**Listed entries**
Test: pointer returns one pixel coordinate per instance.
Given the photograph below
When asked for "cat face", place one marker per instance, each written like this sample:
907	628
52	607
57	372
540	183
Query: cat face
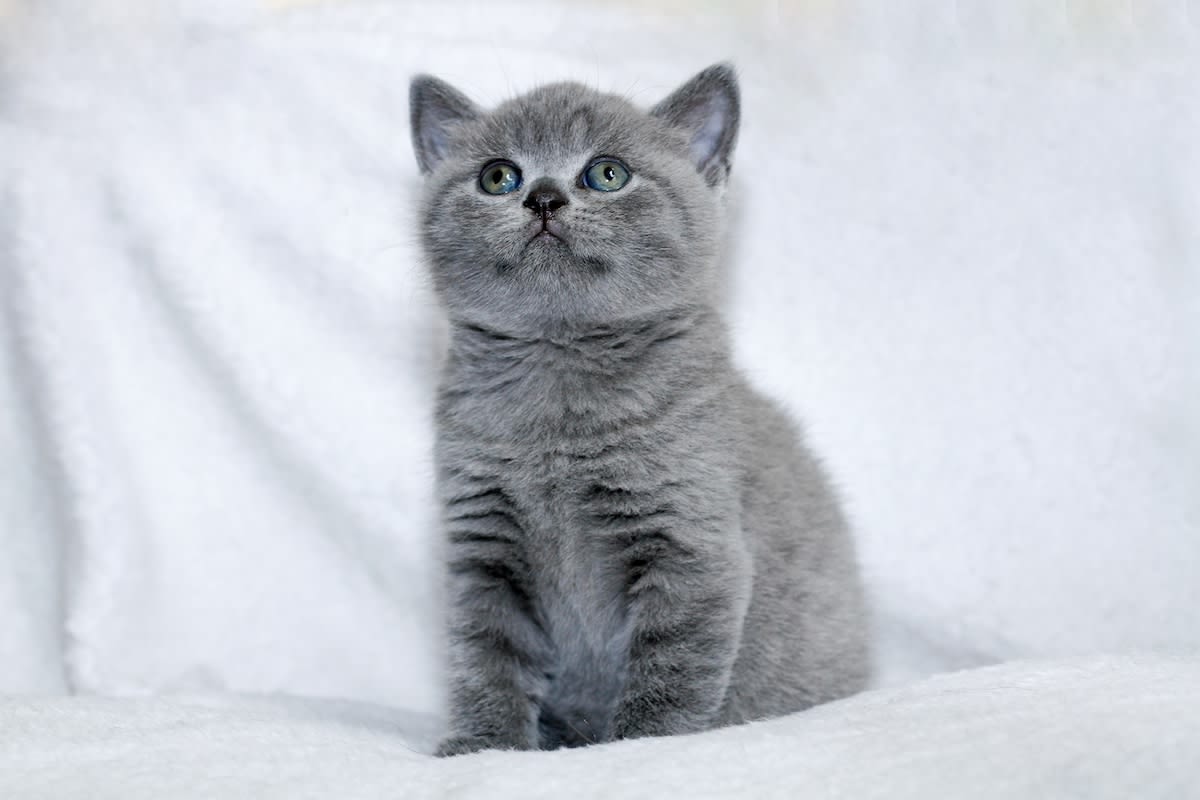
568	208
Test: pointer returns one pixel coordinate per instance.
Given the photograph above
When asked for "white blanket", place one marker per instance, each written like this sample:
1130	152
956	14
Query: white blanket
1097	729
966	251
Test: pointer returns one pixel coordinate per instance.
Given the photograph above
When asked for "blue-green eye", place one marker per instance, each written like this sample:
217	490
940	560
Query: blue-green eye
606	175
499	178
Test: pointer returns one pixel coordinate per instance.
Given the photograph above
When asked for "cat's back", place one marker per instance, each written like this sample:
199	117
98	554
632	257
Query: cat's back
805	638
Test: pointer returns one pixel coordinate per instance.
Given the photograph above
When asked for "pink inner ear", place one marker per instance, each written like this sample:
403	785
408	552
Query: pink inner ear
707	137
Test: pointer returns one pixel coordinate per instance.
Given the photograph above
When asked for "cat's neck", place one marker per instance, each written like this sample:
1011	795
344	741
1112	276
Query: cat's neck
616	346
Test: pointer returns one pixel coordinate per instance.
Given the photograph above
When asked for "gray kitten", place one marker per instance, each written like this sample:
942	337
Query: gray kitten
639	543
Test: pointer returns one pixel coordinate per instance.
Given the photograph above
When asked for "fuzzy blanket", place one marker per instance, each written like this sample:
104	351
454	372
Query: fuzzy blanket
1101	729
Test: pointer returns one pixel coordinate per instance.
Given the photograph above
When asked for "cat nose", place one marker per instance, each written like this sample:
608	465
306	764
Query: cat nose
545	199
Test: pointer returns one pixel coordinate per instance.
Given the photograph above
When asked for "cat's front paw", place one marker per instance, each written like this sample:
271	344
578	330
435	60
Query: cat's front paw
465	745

**Exercise instructions**
List every line in the records above that contains the string "blanket". Letter case must match.

**Exercise answer**
When asked for "white blanket", place one marker per instance, each written like this sample:
Query: white blanket
When asked for "fuzzy blanket", place one marker per instance, each written like this sample:
Query: fuzzy blanket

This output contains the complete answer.